● **SET EXERCISE**
Set down exactly, and only, the lines from the one with "grey cloud as a single point per instance." to the final line of the entries, both included.

+ + + + +

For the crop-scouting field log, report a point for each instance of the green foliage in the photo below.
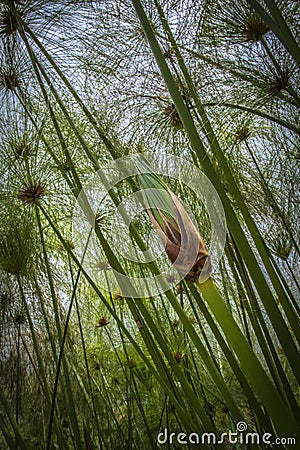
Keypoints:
(81, 84)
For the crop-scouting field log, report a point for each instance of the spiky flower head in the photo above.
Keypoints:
(31, 193)
(278, 83)
(102, 322)
(254, 28)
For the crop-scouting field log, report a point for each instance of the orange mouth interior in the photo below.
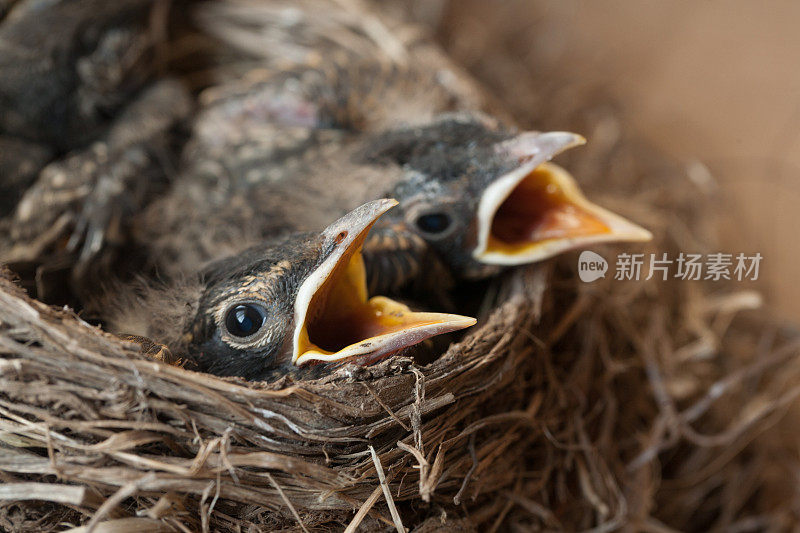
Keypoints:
(341, 323)
(341, 315)
(540, 209)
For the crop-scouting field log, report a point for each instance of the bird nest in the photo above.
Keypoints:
(573, 406)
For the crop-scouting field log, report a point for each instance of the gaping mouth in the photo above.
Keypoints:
(336, 321)
(541, 212)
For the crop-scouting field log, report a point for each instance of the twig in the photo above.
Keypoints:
(363, 510)
(126, 491)
(287, 502)
(398, 523)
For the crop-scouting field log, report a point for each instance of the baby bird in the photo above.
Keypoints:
(276, 152)
(285, 306)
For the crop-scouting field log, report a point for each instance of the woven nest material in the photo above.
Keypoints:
(646, 405)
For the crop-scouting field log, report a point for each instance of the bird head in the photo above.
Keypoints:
(302, 300)
(483, 197)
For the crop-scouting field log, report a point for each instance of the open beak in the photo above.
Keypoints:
(334, 318)
(537, 210)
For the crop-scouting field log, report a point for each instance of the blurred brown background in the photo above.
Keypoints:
(717, 82)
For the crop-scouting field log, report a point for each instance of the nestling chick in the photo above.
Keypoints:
(284, 306)
(286, 147)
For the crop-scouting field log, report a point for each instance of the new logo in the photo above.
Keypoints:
(591, 266)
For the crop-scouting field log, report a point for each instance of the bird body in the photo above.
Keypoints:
(284, 306)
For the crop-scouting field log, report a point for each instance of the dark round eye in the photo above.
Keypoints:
(434, 223)
(245, 320)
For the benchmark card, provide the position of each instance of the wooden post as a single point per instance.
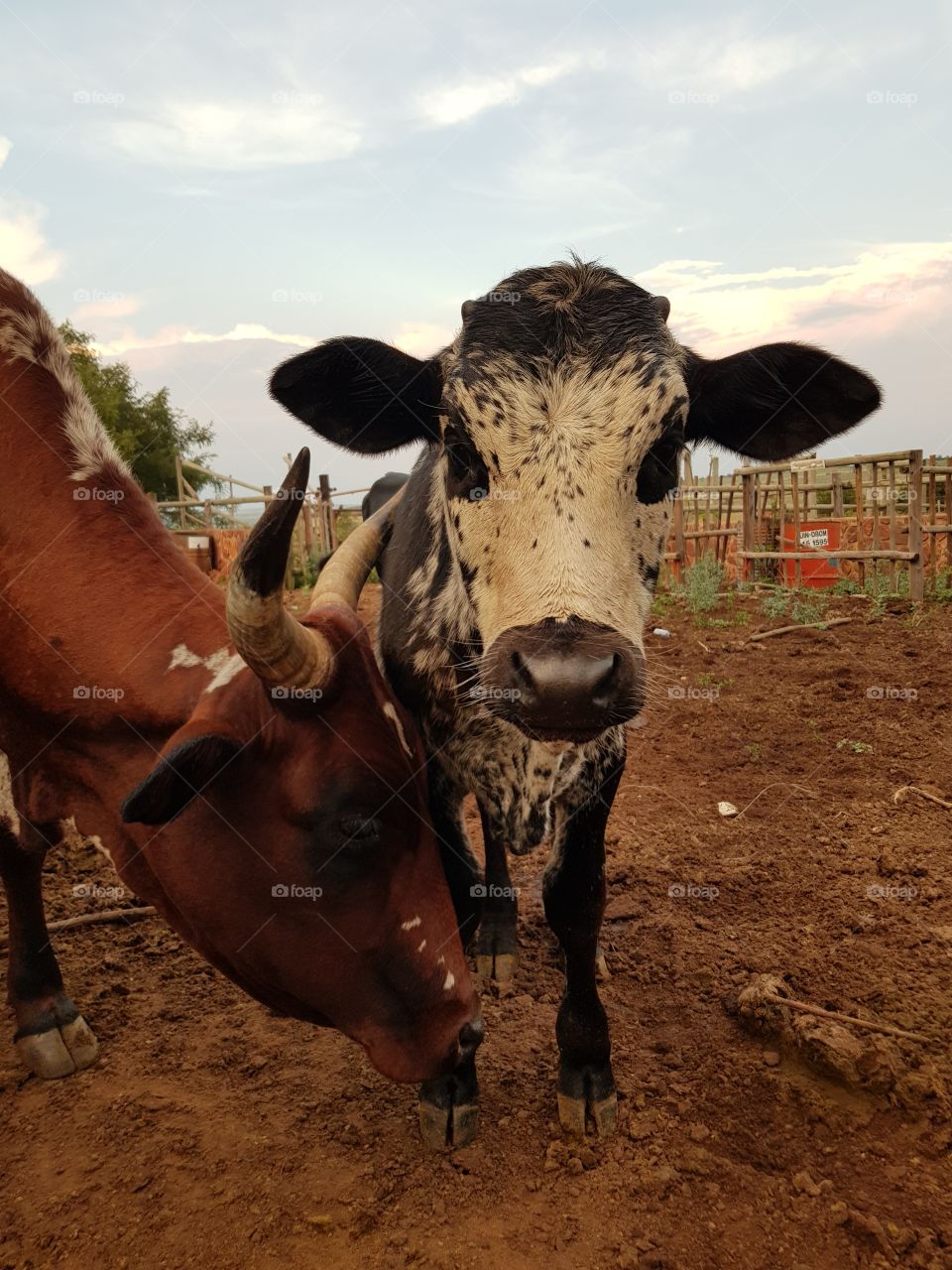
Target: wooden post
(180, 484)
(860, 540)
(327, 509)
(747, 525)
(933, 521)
(892, 493)
(678, 530)
(794, 498)
(916, 575)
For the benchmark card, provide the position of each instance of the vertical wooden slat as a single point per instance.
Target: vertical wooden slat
(837, 495)
(892, 522)
(860, 536)
(678, 521)
(747, 524)
(916, 574)
(930, 515)
(794, 497)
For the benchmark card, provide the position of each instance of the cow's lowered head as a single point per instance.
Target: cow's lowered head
(560, 412)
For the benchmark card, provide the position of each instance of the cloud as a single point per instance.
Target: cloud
(421, 338)
(456, 103)
(24, 250)
(103, 305)
(287, 128)
(883, 289)
(176, 335)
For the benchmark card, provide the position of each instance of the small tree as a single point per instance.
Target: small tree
(146, 429)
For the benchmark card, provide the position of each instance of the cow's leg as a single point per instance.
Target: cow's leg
(448, 1106)
(497, 951)
(574, 894)
(53, 1038)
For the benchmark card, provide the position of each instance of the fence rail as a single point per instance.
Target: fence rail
(881, 517)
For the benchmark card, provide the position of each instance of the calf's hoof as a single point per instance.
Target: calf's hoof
(587, 1098)
(448, 1109)
(59, 1051)
(497, 952)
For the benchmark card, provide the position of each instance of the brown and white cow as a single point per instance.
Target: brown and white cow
(275, 798)
(522, 567)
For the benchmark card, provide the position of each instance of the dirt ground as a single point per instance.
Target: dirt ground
(214, 1134)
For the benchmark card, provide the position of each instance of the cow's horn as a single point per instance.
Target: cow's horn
(276, 647)
(344, 574)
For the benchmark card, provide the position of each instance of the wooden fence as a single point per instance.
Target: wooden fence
(879, 520)
(874, 520)
(216, 521)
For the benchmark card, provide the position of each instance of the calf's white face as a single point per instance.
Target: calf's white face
(557, 416)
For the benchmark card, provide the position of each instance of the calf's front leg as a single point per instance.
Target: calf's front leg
(497, 951)
(574, 894)
(53, 1038)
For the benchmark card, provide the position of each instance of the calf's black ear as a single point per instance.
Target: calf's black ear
(362, 394)
(179, 776)
(777, 400)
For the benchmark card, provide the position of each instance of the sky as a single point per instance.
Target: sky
(211, 187)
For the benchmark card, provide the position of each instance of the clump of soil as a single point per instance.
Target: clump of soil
(216, 1134)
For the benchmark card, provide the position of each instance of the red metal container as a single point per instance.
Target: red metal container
(815, 536)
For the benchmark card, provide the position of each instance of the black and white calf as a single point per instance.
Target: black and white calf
(521, 572)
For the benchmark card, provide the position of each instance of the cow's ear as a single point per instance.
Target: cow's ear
(361, 394)
(774, 402)
(180, 775)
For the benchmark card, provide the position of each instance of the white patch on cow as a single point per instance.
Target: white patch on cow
(28, 334)
(9, 816)
(390, 711)
(222, 663)
(226, 672)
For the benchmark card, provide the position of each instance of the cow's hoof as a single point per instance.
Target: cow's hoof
(497, 965)
(587, 1098)
(449, 1110)
(61, 1051)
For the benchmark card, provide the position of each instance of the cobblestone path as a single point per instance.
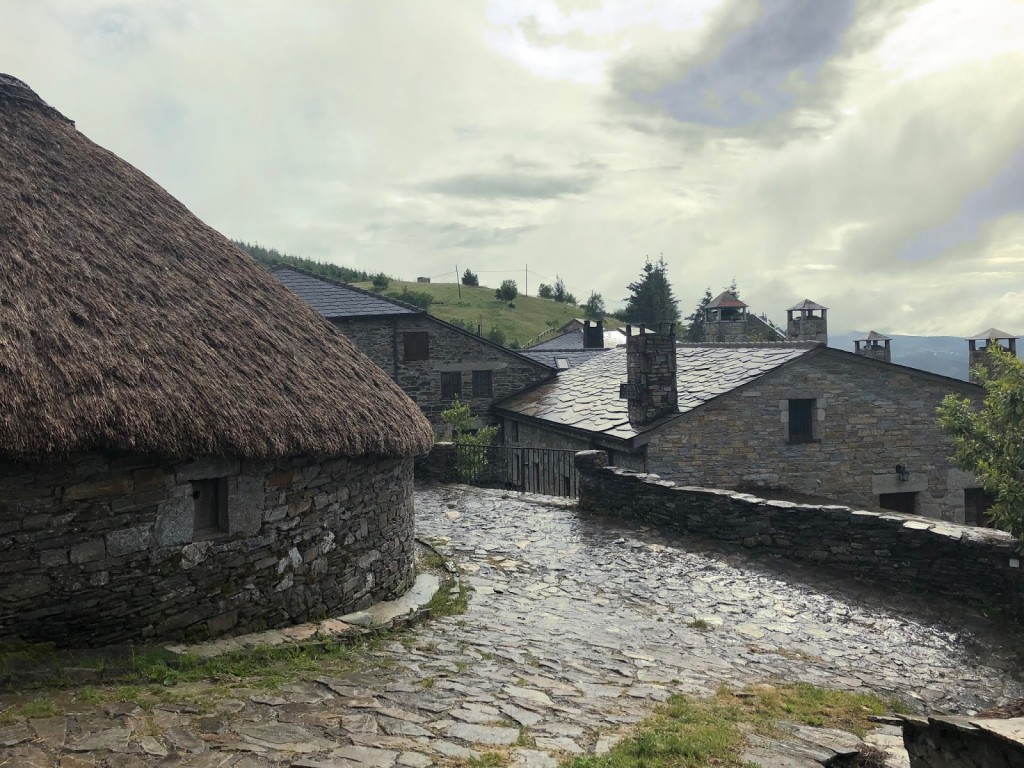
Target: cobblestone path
(576, 628)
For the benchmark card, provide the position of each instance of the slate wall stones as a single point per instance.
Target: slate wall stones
(102, 549)
(451, 351)
(964, 742)
(866, 420)
(966, 562)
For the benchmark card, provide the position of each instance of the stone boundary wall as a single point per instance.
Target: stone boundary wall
(963, 742)
(101, 549)
(957, 561)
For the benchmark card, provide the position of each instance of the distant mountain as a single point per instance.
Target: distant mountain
(946, 355)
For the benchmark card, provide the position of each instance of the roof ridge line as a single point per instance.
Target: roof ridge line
(348, 286)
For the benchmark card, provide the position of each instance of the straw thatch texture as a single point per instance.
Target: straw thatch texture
(128, 324)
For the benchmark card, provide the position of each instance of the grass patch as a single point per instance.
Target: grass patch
(487, 760)
(443, 603)
(688, 732)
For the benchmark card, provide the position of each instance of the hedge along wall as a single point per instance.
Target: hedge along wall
(958, 561)
(102, 549)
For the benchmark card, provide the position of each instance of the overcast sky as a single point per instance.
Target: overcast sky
(867, 155)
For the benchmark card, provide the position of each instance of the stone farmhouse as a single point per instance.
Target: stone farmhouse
(577, 345)
(184, 445)
(433, 361)
(795, 417)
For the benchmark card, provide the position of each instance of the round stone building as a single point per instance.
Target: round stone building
(185, 446)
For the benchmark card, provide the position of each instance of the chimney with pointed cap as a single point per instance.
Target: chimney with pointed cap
(593, 335)
(873, 344)
(979, 344)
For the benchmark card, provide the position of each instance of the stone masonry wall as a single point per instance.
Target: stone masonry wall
(100, 549)
(451, 350)
(867, 419)
(964, 742)
(974, 564)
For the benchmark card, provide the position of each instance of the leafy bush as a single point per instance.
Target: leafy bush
(421, 299)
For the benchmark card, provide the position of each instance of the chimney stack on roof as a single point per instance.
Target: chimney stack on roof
(875, 345)
(807, 321)
(979, 344)
(650, 374)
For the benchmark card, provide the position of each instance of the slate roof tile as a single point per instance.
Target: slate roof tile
(587, 396)
(333, 299)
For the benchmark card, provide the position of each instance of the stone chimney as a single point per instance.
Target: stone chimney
(725, 320)
(875, 345)
(593, 335)
(650, 385)
(980, 343)
(807, 322)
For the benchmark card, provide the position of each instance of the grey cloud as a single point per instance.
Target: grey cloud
(750, 79)
(510, 185)
(1004, 195)
(449, 235)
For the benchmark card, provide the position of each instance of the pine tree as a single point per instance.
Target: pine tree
(651, 301)
(695, 328)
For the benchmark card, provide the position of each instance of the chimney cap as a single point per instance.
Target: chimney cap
(725, 299)
(873, 336)
(992, 333)
(806, 304)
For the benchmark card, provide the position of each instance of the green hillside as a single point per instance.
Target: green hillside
(527, 318)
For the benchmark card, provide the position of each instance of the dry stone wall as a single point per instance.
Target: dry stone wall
(974, 564)
(963, 742)
(867, 419)
(101, 549)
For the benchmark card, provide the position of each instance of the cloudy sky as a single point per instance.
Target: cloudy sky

+ + + + +

● **EXERCISE RESPONSE**
For the benchmark card, provide the position of each instance of the grey cloud as a single point per instance.
Target: grey cloud
(750, 79)
(510, 185)
(1004, 195)
(449, 235)
For the benchmark card, provide the position of each instance of the pine tree as a single point per instance.
Target: pine tree
(651, 301)
(695, 328)
For the benchmark card, provide the position of each instance of the chimney cap as a single point per instance.
Target: chimney cap
(725, 299)
(873, 336)
(992, 333)
(806, 304)
For the benchmark card, provide the position of each instance of the green hillside as a single point per instance.
Target: green hillside
(527, 318)
For the benchmark card, provide the position of each instance of the dry stone wall as a single point per instance.
Target: dry stone wall
(974, 564)
(963, 742)
(867, 419)
(101, 549)
For the benchmark card, provide the position of each instance of the cloudy sky as a single point per instance.
Target: cloudy sky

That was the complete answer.